Is an agreement imminent?

  • Initial reports on today’s U.S. response suggest that key issues remain to be hammered out, contrary to the statements emanating from the EU and United States since last week regarding negotiations being finished.
    • Yesterday, a senior Biden administration official said a “deal is closer than it was two weeks ago, ” and recently Israeli officials had become increasingly concerned that a deal was about to be agreed.
      • On August 23, Israeli national security adviser Eyal Hulata met with his American counterpart Jake Sullivan in Washington, and reportedly urged the United States not to concede Iran’s demands.
    • Perceptions that a deal was imminent were strengthened by recent signaling, in Iranian and U.S. official circles and media alike, that their respective side was getting the better of the negotiations.
      • Iranian negotiator Ali Bagheri-Kani has reportedly been trying to sell the deal to Iranian lawmakers by outlining the long list of concessions Iran extracted from the United States.

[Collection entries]
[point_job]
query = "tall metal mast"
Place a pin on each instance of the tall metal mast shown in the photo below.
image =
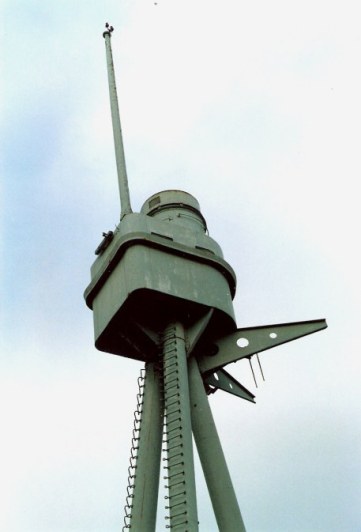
(117, 130)
(161, 293)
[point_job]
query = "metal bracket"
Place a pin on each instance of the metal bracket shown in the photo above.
(249, 341)
(224, 381)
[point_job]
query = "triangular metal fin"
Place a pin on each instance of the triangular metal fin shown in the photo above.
(249, 341)
(224, 381)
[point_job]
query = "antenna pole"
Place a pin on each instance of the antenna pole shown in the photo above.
(117, 130)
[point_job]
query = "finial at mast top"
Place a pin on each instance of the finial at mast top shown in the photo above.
(108, 30)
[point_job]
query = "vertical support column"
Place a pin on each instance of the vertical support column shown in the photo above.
(146, 484)
(211, 455)
(178, 431)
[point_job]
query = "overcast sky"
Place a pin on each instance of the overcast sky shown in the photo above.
(254, 108)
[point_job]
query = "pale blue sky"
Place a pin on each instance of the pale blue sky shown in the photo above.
(254, 108)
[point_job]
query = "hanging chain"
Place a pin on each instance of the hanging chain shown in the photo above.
(133, 451)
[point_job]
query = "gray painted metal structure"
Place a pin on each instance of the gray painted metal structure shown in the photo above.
(161, 293)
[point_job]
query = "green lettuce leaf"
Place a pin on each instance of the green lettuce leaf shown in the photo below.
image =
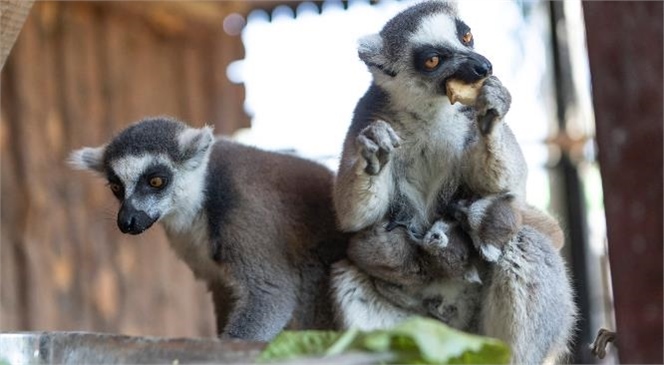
(416, 341)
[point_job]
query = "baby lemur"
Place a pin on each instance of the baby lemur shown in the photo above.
(258, 227)
(411, 154)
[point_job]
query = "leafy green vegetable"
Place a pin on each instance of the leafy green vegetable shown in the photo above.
(292, 344)
(416, 341)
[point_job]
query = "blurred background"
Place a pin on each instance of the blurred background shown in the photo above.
(586, 82)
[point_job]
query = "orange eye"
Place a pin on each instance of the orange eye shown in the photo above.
(115, 188)
(431, 63)
(467, 38)
(156, 182)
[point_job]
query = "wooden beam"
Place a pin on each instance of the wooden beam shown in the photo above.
(12, 17)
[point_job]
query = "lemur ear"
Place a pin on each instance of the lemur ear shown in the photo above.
(88, 158)
(370, 50)
(195, 145)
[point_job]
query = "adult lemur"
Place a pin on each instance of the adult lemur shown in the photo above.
(258, 227)
(419, 176)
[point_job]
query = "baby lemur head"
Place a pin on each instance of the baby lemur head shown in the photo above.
(419, 49)
(155, 168)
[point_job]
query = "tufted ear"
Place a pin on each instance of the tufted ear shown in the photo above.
(370, 50)
(88, 158)
(195, 144)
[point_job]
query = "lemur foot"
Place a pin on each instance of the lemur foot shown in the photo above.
(492, 104)
(375, 144)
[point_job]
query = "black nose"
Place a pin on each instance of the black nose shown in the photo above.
(133, 221)
(471, 68)
(482, 69)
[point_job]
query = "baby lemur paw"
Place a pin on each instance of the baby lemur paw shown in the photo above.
(492, 104)
(375, 143)
(436, 236)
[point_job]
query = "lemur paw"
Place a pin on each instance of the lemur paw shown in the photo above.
(490, 253)
(375, 143)
(436, 236)
(492, 104)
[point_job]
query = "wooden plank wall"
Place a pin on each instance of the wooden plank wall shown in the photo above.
(78, 73)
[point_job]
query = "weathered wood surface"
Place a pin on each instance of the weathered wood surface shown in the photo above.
(628, 94)
(12, 17)
(78, 73)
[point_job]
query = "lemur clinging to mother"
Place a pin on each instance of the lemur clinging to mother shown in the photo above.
(414, 161)
(258, 227)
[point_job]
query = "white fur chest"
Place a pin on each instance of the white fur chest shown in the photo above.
(429, 159)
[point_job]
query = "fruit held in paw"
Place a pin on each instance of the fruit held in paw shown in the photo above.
(462, 92)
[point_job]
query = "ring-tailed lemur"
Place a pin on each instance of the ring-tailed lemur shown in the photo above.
(408, 155)
(257, 226)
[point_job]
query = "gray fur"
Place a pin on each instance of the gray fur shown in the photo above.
(257, 227)
(408, 157)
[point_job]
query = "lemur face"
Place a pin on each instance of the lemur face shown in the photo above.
(153, 168)
(421, 48)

| Tasks to perform |
1. From the excerpt on the Iran deal negotiations, list the three people whose actions it reports, each with the title or role the excerpt gives them.
2. Continue the excerpt on the Iran deal negotiations from its final bullet point.

| Answers in order |
1.
- Eyal Hulata: Israeli national security adviser
- Jake Sullivan: his American counterpart
- Ali Bagheri-Kani: Iranian negotiator

2.
      • Though several news outlets reported that Iran had dropped some of its demands and eased others, Iranian officials quickly stated that those demands either had not been dropped or had only been eased because they were partially met.

Iran continues demanding extra concessions:

  • Iran had insisted on three keydemands prior to the text proposed by the EU, none of which are stipulated or required by the original JCPOA agreement:
    1. Lifting U.S. sanctions on the Islamic Revolutionary Guard Corps (IRGC);
    2. Ending an IAEA investigation into evidence of prohibited nuclear activities at undeclared Iranian facilities; and
    3. Guaranteeing that Iran will still continue to reap the benefits of a nuclear deal even if the United States were to withdraw from it in the future.
  • Reports suggest that the initial EU text went beyond the JCPOA by including concessions for Iran on two of the issues – IRGC sanctions and the IAEA investigation – and that the Iranian reply did not contain any further demands regarding them.
    • Iran continues to insist it will not enter any nuclear agreement until the IAEA probe is closed. Seyed Mohammad Marandi, an advisor to the Iranian negotiating team, repeated on August 23 that “no deal will be implemented before the IAEA Board of Directors PERMANENTLY closes the false accusations file.”
      • Politico reported on August 15 that the EU proposal had called for the end of the IAEA probe “if the IAEA confirms that Iran has provided credible answers into the origin of the uranium traces prior to the so-called reimplementation day — the day that the nuclear deal will go into effect.”
    • Al-Arabiya reported on August 16 that the EU text “includes assurances from the US that it will lift sanctions on some IRGC-linked businesses.”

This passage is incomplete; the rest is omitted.